For 21 days, try this Racial Equity Habit Building Challenge and do one action per day to further your understanding of power, privilege, supremacy, oppression, and equity. This website includes links to everything you need, including suggestions for readings, podcasts, videos, and ways to form and deepen community connections.
Some self-reflection questions to start:
- How do you feel about being white?
- How do you feel about being white right now (at this time in history)?
- What does it mean to be white? How does it shape your life?
- When has racism benefitted you? When has it negatively affected you?
- When has it benefitted your parents? Your children?
- What did you parents tell you about race or people of color? What did they show by example?
- Did your parents have many friends of color? If so, where did they live? Did you visit those neighborhoods?
- If your schools were racially segregated, why didn’t you attend together?
- If this is because you lived in different neighborhoods, why did you?
- If you went to school together, did you all sit together in the cafeteria? Why or why not?
- Were the advanced placement classes equally racially integrated? Why or why not?
- Were your teachers of the same race as yours?
- What made a school good or bad?
- Who went to good schools? Who went to bad schools?
- Growing up, did you have friends of color? Why or why not?
- Do you have deep friendships with people of color now? Why or why not?
- What did it take for you to start asking yourself all these questions?
- Why are you asking them now?
- How will you stay committed to asking and answering them (and the additional questions that will naturally arise when you stay committed)?
Wherever you choose to start – THANK YOU!

§ Objectives:
A - Reproduce the part of the racial equity challenge text starting with "- Were the advanced" and going on through "all these questions?".
B - Decide whether each statement agrees with the racial equity challenge text, answering yes or no and quoting the words that settle it: (i) The challenge lasts 21 days. (ii) Participants are asked to do two actions each day. (iii) The website offers suggestions for podcasts.
The lines that come after this text have no connection to it.

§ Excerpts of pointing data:
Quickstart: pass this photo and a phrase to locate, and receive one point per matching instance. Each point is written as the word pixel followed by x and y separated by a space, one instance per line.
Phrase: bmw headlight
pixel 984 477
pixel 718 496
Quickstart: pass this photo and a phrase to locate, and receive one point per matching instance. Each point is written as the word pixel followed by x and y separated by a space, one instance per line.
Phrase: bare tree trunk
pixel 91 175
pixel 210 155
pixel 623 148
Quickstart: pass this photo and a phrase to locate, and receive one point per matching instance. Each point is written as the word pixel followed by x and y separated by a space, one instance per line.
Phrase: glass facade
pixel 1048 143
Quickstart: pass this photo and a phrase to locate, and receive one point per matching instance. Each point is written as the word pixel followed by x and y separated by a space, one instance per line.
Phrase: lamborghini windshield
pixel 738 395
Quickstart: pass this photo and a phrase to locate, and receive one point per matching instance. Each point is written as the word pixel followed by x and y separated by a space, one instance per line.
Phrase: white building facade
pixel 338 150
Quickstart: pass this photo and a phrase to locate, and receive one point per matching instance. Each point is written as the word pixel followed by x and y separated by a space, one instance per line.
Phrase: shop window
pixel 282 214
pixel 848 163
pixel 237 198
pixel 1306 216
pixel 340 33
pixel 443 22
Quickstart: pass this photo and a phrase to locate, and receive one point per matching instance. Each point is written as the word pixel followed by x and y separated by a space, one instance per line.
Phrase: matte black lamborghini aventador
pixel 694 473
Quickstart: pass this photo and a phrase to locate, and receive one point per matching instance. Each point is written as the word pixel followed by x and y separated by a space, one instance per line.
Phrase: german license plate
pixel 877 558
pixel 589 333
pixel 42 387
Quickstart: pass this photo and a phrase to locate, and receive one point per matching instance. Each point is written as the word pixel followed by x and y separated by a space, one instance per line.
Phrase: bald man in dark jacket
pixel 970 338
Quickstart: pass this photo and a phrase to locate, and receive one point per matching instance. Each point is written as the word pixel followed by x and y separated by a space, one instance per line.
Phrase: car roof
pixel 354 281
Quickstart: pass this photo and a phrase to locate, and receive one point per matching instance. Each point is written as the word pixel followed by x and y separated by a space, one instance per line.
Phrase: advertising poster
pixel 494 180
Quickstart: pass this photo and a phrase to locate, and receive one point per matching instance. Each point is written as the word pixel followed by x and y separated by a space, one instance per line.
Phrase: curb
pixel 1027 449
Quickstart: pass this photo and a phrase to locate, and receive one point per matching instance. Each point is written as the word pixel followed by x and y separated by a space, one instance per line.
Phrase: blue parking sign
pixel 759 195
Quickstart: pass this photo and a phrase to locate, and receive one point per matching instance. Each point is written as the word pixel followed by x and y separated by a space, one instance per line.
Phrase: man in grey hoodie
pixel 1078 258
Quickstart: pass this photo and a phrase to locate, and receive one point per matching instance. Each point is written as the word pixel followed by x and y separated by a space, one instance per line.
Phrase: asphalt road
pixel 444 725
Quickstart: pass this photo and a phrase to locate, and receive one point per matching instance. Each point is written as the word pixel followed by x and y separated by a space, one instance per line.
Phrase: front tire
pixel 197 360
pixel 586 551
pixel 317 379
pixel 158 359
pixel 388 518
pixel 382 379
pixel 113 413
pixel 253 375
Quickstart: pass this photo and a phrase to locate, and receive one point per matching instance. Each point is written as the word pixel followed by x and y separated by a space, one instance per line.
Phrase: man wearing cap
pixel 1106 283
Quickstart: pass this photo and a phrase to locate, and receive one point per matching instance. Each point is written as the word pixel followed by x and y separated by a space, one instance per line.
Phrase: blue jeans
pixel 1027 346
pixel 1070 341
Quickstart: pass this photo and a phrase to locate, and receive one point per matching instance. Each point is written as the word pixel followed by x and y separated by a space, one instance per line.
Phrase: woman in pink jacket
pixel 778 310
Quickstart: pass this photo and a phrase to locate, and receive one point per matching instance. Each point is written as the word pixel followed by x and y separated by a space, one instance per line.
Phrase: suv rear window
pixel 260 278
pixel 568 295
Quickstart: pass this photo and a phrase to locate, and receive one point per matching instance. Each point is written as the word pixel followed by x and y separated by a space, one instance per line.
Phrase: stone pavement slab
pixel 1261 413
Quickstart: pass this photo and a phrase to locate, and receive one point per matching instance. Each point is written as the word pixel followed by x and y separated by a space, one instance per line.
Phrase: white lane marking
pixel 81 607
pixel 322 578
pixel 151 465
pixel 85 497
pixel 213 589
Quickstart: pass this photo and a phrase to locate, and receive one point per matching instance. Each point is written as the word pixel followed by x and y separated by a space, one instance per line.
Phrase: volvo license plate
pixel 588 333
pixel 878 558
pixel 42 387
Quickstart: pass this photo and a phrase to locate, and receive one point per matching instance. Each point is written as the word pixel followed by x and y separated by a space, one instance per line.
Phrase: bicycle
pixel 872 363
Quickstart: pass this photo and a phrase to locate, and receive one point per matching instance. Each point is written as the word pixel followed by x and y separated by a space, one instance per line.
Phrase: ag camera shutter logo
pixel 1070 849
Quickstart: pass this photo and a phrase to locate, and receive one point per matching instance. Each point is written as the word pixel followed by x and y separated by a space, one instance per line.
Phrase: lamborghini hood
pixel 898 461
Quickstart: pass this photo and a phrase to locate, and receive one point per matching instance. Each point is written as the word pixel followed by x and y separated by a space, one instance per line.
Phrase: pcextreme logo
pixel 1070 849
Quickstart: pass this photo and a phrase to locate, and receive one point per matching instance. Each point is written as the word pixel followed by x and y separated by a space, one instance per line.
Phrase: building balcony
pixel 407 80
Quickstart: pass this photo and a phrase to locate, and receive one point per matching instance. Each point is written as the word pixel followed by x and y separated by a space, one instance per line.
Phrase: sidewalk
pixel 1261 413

§ Task results:
A -
- Were the advanced placement classes equally racially integrated? Why or why not?
- Were your teachers of the same race as yours?
- What made a school good or bad?
- Who went to good schools? Who went to bad schools?
- Growing up, did you have friends of color? Why or why not?
- Do you have deep friendships with people of color now? Why or why not?
- What did it take for you to start asking yourself all these questions?

B -
(i) Yes: "For 21 days, try this Racial Equity Habit Building Challenge"
(ii) No: "do one action per day"
(iii) Yes: "suggestions for readings, podcasts, videos"